■ WHAT TO DO: Please return every line of the entries below that contains the word "sunglasses", copying each line in full.
--- RECORDS SUPPLIED ---
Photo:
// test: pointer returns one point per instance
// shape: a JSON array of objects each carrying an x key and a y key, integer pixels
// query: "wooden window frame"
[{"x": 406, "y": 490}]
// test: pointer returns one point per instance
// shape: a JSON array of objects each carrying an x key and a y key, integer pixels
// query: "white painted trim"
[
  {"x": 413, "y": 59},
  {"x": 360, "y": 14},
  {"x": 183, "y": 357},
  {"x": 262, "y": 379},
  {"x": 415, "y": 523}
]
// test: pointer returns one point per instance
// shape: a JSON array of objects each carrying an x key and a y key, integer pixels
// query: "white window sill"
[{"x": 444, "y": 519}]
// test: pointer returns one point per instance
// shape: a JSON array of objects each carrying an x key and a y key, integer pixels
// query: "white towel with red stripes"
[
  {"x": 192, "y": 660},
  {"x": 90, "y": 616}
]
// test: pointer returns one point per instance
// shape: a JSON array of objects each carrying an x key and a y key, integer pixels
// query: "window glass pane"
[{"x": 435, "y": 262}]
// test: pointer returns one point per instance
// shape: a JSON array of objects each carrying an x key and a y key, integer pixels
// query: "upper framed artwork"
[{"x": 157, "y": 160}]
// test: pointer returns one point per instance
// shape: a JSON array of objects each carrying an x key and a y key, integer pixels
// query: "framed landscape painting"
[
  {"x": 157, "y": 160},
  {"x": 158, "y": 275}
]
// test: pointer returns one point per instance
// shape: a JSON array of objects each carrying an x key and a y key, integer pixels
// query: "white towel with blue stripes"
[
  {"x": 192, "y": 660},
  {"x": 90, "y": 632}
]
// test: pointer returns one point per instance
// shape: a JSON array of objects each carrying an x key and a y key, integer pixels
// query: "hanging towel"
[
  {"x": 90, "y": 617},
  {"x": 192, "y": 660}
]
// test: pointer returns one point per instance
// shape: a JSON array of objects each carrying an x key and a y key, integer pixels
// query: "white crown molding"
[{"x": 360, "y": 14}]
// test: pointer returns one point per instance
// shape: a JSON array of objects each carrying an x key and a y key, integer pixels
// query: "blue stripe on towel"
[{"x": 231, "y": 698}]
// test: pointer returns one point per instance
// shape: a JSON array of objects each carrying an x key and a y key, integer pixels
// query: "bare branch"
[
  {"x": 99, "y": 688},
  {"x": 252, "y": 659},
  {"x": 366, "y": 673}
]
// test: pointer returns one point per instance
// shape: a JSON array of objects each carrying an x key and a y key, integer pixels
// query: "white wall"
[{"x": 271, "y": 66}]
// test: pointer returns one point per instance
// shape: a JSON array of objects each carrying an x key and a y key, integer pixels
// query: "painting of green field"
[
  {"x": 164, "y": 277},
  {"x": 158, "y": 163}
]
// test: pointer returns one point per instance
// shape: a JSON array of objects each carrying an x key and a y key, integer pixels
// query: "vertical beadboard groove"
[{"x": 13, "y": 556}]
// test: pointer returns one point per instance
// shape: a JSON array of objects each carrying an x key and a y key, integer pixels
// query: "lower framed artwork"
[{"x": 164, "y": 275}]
---
--- RECORDS SUPPLIED ---
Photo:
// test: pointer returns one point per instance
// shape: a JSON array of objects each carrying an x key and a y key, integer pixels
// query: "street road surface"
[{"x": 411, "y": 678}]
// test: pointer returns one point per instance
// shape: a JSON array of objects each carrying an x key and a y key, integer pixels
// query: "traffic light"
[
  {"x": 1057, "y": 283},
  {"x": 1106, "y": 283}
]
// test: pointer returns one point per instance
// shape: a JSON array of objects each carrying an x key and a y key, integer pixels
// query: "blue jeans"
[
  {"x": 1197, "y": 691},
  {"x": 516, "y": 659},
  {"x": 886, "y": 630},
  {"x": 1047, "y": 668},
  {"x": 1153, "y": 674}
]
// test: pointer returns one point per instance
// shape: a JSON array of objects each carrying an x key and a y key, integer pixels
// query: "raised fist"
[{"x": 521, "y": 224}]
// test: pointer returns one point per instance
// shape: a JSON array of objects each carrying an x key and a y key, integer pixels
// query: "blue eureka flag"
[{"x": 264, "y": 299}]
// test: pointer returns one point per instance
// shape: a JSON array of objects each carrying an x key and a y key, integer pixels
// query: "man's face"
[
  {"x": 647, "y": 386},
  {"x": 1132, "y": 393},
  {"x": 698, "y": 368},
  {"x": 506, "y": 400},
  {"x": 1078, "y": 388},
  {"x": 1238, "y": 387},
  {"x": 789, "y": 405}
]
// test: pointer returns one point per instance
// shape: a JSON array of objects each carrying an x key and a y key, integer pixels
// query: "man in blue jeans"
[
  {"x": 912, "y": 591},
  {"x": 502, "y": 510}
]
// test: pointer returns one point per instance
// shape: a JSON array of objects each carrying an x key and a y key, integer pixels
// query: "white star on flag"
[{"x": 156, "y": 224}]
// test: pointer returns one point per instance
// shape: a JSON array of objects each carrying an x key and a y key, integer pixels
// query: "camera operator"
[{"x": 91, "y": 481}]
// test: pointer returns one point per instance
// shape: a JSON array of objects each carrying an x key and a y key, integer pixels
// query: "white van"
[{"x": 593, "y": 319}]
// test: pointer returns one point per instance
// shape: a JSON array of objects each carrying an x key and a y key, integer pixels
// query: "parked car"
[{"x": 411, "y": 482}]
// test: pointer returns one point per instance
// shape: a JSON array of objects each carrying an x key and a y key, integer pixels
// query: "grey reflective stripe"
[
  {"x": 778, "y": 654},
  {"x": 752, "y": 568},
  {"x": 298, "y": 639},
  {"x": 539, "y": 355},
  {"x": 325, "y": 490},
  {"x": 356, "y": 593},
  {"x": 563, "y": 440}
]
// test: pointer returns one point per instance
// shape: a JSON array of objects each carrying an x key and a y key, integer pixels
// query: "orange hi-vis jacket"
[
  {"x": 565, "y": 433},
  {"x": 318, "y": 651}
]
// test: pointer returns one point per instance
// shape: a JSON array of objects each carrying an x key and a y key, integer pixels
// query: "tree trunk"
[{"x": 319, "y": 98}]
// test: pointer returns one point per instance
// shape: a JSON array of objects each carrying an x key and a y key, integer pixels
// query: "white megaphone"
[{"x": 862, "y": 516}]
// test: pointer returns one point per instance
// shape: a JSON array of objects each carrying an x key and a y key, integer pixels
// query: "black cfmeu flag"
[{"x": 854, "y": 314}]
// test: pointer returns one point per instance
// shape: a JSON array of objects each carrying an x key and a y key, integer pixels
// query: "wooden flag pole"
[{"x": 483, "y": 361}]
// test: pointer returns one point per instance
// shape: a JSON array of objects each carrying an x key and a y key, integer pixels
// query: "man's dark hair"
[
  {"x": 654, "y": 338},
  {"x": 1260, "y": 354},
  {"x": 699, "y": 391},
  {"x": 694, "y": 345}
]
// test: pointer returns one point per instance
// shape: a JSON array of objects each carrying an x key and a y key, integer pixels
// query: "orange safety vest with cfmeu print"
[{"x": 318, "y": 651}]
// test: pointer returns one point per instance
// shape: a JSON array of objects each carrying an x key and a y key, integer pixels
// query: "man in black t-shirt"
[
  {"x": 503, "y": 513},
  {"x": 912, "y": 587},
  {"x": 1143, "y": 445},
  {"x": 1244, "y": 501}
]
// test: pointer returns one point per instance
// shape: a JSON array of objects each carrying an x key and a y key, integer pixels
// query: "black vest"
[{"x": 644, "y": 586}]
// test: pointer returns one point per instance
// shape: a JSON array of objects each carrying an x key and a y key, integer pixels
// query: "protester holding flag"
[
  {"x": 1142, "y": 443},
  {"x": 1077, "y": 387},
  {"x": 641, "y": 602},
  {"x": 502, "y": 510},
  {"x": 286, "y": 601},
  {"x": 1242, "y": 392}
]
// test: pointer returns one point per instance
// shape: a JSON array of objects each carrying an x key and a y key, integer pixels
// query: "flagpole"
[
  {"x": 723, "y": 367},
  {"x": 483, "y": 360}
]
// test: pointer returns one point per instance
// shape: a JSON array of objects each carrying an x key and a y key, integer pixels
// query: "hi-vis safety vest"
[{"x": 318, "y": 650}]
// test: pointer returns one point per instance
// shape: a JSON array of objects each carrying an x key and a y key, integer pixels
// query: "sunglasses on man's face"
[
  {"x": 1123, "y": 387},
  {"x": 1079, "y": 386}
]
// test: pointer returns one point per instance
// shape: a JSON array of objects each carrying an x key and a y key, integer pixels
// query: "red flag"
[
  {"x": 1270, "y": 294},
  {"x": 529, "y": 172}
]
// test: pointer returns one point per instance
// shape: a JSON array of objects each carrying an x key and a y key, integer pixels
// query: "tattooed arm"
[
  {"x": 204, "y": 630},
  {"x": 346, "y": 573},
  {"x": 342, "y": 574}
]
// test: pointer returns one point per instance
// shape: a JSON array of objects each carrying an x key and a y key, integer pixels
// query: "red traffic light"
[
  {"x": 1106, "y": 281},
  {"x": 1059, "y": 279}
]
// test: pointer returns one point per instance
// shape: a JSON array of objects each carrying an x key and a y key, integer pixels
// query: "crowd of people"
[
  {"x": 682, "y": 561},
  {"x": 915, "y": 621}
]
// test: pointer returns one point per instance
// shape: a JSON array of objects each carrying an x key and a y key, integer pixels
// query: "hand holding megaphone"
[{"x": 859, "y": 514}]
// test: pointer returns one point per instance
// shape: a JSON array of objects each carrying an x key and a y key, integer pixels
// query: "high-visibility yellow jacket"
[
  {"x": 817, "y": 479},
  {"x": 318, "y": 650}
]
---
--- RECORDS SUPPLIED ---
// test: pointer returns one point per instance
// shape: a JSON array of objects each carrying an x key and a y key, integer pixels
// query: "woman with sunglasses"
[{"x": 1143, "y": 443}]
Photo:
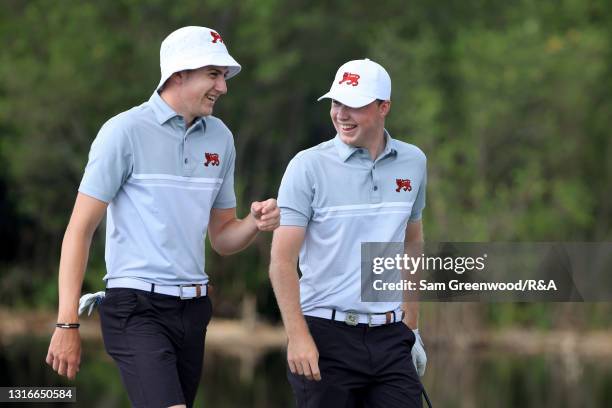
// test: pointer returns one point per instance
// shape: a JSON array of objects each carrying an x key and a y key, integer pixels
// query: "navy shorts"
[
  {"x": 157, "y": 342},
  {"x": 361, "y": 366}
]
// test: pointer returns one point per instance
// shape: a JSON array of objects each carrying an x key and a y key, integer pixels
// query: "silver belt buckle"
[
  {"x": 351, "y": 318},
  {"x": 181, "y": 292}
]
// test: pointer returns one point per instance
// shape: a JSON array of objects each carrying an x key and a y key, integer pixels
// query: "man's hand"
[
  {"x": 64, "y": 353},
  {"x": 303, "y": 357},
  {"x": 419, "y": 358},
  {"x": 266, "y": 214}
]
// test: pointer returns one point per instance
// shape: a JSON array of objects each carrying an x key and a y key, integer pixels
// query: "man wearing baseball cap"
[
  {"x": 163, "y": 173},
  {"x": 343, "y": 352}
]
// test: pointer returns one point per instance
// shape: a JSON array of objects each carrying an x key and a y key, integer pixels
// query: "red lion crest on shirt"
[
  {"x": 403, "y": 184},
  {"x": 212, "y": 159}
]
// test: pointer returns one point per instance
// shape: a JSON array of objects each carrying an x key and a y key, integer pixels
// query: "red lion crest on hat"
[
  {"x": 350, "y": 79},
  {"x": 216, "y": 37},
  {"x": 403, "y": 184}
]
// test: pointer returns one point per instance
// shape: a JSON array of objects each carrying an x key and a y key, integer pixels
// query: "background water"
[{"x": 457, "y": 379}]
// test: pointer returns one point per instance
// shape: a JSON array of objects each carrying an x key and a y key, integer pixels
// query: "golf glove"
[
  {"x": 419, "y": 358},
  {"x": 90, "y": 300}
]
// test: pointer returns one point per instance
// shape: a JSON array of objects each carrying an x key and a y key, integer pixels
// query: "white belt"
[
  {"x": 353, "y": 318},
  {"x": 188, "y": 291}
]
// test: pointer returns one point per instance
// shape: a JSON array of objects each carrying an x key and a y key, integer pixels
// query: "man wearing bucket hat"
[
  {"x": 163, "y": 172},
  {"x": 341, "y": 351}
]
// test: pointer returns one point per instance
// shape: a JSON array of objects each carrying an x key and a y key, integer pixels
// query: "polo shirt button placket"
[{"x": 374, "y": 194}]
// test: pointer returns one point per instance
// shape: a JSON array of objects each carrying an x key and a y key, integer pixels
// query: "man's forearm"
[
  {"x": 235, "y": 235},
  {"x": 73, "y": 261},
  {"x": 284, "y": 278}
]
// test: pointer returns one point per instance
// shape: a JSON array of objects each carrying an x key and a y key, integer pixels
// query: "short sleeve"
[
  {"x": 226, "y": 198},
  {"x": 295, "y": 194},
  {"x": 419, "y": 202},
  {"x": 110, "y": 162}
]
---
■ TASK OUTPUT:
// query: "sunglasses on man's face"
// query: "woman with sunglasses"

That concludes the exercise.